## Data excerpts
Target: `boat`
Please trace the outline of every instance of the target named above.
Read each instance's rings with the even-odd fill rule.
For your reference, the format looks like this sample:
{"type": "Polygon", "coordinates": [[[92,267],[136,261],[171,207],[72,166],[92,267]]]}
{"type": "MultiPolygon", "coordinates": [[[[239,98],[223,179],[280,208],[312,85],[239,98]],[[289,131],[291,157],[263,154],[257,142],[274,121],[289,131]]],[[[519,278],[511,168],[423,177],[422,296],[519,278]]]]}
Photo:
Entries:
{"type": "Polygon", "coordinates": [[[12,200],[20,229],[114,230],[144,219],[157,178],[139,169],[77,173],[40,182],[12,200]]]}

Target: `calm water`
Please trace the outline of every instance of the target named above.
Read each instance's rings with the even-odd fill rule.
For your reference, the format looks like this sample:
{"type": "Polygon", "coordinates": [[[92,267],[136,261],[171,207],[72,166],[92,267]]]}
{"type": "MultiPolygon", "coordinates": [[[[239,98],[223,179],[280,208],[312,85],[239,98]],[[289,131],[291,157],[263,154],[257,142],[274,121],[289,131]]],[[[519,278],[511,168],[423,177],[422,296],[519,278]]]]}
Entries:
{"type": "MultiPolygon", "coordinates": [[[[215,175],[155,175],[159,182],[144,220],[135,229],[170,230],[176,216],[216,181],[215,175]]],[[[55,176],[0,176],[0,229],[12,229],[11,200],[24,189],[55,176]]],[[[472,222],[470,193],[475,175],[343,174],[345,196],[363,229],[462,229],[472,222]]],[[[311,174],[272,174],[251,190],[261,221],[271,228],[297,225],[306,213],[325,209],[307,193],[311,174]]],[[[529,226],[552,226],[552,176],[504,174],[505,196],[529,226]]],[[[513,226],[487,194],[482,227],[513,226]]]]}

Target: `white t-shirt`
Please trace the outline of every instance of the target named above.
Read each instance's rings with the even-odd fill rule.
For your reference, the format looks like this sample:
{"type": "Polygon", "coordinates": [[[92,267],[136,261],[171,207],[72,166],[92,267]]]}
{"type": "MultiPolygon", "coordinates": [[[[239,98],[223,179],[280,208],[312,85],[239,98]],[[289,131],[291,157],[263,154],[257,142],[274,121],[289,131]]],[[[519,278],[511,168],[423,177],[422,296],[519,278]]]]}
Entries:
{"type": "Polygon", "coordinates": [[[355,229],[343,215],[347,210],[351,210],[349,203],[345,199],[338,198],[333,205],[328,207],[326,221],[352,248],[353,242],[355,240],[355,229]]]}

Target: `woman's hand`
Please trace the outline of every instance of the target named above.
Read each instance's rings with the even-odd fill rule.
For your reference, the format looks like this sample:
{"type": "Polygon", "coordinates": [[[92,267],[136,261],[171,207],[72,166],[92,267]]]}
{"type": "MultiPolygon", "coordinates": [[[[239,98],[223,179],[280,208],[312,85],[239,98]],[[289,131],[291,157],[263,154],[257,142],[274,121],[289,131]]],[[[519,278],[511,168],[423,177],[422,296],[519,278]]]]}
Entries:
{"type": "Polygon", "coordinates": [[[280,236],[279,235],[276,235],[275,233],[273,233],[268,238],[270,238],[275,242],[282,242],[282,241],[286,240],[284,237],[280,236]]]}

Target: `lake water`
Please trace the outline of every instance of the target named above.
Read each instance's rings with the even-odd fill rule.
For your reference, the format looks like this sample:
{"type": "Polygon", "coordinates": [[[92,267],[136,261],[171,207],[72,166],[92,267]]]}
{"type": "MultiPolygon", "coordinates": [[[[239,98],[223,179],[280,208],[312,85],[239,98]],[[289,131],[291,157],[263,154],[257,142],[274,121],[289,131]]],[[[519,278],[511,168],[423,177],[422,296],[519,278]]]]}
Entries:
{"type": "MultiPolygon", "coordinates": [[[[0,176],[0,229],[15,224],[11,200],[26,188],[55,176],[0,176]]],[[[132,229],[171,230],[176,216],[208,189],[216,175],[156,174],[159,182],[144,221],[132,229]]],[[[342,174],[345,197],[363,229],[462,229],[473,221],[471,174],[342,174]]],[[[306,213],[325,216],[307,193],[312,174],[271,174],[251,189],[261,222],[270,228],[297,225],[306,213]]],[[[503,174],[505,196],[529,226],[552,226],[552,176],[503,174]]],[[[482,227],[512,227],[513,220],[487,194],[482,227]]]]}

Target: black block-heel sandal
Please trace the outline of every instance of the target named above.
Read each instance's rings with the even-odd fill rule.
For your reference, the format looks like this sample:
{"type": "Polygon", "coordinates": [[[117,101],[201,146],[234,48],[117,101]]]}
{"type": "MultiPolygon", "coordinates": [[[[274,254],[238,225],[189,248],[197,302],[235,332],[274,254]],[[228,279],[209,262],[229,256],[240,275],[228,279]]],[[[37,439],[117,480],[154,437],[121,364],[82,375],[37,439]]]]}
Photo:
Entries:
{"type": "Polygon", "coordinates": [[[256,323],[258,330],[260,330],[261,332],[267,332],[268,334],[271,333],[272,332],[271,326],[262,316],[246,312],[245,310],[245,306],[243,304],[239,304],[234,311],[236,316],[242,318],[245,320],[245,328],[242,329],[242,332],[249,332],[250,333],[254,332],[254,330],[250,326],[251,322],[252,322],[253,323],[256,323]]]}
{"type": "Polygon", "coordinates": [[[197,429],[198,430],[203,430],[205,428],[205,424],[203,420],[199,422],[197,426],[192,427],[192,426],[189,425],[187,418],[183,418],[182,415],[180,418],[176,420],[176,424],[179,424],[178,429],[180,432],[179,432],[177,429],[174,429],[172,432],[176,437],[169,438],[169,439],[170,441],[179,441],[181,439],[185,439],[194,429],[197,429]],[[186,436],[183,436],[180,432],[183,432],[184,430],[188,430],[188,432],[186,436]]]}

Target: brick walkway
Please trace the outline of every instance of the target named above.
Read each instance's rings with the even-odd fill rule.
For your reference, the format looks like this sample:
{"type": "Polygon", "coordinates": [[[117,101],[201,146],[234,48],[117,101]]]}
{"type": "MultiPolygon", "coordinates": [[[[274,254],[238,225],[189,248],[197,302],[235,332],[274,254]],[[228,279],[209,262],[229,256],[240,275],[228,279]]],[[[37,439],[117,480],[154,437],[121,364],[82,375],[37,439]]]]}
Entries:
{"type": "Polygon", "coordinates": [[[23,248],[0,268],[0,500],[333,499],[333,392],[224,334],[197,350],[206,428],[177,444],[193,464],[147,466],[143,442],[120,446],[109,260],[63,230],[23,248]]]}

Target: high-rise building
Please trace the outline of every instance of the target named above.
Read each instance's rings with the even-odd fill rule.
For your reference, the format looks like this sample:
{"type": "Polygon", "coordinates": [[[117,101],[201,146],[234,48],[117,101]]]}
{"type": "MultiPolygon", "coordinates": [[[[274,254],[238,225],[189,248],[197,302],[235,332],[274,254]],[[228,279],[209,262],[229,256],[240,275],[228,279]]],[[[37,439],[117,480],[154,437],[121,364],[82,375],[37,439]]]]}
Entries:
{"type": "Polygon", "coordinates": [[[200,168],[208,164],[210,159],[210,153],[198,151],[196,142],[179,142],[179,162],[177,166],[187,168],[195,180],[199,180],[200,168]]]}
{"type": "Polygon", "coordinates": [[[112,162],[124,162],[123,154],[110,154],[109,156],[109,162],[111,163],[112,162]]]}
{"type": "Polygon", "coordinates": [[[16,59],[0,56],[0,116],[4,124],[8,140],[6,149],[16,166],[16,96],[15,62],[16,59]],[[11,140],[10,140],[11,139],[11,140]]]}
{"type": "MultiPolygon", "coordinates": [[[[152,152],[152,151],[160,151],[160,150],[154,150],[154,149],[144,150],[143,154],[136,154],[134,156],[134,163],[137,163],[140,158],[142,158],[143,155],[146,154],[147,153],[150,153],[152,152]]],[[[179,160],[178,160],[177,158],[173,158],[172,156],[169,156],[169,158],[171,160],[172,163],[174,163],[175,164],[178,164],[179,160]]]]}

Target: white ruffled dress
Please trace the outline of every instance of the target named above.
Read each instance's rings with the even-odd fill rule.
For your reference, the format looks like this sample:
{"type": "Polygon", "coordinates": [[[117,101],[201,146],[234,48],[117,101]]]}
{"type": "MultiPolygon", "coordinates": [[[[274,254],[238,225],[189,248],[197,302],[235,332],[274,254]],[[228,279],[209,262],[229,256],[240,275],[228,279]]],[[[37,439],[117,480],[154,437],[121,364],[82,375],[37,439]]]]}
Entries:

## Task
Write out only what runs from the line holding "Target: white ruffled dress" through the last line of the records, exactly as shown.

## Answer to the problem
Target: white ruffled dress
Please trace the outline of every instance of the target named above.
Read each instance's rings with the even-odd fill rule.
For your reference, the format looks like this sample:
{"type": "Polygon", "coordinates": [[[117,101],[201,146],[234,48],[117,101]]]}
{"type": "MultiPolygon", "coordinates": [[[[274,254],[238,225],[189,248],[197,302],[235,332],[274,254]],[[228,279],[209,262],[229,256],[240,275],[228,279]]],[[[37,439],[117,480],[154,437],[121,364],[82,375],[37,439]]]]}
Entries:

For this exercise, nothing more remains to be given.